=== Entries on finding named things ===

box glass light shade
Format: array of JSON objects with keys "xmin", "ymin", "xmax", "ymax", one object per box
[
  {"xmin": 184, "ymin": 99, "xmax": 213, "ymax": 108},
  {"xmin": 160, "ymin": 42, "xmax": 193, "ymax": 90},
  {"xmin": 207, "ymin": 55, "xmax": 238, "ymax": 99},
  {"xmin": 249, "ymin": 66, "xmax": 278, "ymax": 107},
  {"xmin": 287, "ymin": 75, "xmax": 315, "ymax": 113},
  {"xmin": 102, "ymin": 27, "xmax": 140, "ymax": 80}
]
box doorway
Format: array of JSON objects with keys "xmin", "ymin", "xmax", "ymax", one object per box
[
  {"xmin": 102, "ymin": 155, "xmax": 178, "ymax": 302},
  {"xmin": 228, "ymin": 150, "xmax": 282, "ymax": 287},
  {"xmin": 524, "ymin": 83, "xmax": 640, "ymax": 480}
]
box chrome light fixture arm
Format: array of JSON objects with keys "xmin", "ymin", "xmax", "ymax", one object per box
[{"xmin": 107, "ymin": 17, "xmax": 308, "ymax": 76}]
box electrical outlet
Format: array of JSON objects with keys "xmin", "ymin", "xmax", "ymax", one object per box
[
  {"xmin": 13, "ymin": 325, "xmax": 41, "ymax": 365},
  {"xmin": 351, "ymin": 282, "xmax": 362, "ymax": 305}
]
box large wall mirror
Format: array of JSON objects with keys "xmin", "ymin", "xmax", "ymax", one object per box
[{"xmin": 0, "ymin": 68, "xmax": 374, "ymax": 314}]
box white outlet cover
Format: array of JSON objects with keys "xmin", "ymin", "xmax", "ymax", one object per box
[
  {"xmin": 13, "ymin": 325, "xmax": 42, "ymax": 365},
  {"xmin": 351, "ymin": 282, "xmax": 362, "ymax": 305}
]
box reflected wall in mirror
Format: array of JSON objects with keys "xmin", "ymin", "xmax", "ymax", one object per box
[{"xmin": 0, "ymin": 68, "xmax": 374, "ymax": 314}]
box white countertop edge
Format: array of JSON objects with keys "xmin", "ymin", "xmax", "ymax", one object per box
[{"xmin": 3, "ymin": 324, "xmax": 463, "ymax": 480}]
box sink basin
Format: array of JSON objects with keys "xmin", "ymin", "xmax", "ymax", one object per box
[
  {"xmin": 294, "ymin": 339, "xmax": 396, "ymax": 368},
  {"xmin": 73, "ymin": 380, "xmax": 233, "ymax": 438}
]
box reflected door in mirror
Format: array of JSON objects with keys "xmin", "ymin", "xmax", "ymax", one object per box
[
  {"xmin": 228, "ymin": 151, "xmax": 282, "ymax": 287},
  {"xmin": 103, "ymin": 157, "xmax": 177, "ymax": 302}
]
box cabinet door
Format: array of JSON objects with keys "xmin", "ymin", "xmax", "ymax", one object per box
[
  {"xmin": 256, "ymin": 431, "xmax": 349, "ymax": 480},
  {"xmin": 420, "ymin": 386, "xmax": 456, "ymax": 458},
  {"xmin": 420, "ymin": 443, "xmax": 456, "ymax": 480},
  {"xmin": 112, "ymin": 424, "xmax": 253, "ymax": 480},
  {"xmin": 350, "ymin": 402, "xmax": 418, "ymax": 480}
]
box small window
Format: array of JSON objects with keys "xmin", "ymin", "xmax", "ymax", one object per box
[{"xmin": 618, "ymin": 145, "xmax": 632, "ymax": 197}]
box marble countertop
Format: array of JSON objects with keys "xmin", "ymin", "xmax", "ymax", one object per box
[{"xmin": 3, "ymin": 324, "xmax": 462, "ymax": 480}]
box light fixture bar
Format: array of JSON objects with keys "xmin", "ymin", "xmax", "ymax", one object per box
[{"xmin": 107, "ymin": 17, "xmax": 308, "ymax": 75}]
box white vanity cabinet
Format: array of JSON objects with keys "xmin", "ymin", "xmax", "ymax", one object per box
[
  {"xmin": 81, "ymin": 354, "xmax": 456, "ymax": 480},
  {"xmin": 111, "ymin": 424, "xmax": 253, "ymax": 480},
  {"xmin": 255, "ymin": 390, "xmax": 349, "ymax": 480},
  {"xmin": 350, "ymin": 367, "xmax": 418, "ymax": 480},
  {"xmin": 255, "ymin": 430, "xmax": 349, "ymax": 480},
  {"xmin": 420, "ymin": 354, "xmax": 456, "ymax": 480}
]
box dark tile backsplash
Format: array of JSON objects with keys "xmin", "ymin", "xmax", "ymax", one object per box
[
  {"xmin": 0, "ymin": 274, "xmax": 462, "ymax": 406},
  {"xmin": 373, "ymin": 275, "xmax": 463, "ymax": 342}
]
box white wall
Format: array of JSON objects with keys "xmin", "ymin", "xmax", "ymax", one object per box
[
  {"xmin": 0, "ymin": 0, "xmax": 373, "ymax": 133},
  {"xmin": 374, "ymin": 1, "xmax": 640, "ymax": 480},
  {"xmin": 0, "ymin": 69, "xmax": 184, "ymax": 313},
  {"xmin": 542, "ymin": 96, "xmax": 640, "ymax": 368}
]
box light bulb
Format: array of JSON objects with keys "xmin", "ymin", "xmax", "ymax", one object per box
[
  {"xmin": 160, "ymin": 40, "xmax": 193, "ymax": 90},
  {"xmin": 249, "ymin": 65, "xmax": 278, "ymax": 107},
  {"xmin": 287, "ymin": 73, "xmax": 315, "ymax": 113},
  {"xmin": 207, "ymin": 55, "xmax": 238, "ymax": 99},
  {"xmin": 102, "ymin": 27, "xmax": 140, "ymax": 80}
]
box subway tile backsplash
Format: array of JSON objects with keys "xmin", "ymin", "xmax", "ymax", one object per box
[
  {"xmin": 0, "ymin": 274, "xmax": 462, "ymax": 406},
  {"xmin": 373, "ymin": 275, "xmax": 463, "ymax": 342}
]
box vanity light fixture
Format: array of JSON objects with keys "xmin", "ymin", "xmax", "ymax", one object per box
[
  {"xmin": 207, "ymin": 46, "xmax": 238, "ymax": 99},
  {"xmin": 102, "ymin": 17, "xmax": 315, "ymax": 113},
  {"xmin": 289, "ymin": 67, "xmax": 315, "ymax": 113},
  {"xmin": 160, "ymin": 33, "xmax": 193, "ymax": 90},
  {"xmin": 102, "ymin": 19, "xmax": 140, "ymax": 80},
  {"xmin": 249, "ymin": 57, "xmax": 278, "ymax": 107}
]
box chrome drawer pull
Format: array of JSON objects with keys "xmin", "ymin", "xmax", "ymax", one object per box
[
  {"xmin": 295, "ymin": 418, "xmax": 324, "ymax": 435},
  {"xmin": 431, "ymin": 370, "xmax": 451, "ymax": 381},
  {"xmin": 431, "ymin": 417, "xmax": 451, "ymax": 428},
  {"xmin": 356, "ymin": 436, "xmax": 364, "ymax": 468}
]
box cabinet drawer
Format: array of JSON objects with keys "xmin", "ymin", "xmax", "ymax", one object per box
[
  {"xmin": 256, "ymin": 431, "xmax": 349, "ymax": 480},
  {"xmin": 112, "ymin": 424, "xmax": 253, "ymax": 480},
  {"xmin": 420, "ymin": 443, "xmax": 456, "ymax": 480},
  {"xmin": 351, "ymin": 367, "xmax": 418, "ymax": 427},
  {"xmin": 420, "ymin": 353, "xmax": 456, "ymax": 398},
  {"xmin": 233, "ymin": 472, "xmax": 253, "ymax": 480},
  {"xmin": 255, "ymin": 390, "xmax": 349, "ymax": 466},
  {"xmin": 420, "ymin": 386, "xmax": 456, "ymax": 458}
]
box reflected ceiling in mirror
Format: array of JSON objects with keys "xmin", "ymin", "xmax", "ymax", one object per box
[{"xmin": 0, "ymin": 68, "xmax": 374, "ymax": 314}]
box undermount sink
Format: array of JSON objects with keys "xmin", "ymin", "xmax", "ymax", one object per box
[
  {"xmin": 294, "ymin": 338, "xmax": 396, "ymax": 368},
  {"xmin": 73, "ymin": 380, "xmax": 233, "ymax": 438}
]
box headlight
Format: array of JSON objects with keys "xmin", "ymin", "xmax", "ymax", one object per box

=== Short problem ===
Gather every line above that contains the word "backsplash", treating case as significant.

=== Output below ===
box dark tile backsplash
box subway tile backsplash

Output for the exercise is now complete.